* **Dataset content**:

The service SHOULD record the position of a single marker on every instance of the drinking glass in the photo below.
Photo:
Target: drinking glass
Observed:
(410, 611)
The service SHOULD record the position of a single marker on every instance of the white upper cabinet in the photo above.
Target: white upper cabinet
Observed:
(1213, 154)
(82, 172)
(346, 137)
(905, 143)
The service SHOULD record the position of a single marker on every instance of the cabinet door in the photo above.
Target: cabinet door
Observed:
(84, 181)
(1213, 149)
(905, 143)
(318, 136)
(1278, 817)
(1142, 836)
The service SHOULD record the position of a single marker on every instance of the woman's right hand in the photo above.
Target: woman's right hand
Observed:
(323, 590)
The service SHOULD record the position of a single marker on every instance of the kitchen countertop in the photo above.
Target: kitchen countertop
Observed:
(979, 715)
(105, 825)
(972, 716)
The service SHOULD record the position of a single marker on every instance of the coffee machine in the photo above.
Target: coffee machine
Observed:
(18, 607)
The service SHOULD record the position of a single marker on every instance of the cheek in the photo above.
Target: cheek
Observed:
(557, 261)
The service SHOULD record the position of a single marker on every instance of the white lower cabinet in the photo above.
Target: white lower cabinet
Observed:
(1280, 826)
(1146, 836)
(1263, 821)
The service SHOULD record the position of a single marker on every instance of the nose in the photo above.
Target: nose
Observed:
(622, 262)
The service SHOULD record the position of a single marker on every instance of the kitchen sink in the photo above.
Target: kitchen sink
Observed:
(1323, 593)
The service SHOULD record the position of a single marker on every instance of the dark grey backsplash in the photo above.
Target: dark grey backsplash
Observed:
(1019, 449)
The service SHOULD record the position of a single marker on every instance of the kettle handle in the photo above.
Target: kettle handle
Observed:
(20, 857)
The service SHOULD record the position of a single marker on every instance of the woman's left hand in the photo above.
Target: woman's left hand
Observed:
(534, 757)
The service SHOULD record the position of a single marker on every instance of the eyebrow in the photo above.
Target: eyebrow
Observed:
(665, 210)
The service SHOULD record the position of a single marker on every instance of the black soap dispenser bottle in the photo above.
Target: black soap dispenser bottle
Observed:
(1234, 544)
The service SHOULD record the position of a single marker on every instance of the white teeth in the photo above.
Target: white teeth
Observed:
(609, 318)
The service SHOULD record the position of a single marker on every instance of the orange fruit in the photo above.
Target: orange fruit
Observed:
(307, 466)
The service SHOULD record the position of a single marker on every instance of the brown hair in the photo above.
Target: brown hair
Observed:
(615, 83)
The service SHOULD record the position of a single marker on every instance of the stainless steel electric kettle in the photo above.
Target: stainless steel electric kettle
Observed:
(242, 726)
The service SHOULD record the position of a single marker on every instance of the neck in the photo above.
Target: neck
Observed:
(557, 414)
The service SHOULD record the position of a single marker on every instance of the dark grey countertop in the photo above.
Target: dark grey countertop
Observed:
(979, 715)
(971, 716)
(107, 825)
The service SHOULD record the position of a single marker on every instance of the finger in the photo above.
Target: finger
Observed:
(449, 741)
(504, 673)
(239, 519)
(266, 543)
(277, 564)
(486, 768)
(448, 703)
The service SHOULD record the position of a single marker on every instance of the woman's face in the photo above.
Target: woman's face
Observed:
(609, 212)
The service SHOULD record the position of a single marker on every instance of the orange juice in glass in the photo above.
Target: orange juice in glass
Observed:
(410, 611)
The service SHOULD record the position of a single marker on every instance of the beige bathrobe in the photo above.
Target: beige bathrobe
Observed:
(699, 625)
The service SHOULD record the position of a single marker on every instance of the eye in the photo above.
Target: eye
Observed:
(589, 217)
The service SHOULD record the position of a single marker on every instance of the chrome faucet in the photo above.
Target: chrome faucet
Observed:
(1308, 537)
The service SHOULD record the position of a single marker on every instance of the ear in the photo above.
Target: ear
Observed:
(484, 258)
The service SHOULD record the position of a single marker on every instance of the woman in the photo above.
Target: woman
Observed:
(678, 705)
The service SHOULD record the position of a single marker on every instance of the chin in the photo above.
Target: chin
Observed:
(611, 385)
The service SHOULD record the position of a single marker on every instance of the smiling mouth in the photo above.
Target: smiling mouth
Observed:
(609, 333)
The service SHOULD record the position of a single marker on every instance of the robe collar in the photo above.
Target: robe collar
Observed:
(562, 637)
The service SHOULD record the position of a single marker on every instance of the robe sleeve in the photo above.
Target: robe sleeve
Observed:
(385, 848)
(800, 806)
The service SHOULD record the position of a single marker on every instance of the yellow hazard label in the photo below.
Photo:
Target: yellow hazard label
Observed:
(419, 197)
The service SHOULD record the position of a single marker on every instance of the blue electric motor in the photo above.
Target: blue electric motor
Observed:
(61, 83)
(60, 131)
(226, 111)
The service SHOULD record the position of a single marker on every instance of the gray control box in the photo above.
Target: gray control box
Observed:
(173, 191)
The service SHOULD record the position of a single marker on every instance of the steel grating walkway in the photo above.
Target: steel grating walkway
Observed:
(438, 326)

* **Exercise**:
Tally the lines of the data that contain the string "blue", and report nothing but the tally.

* **Response below**:
2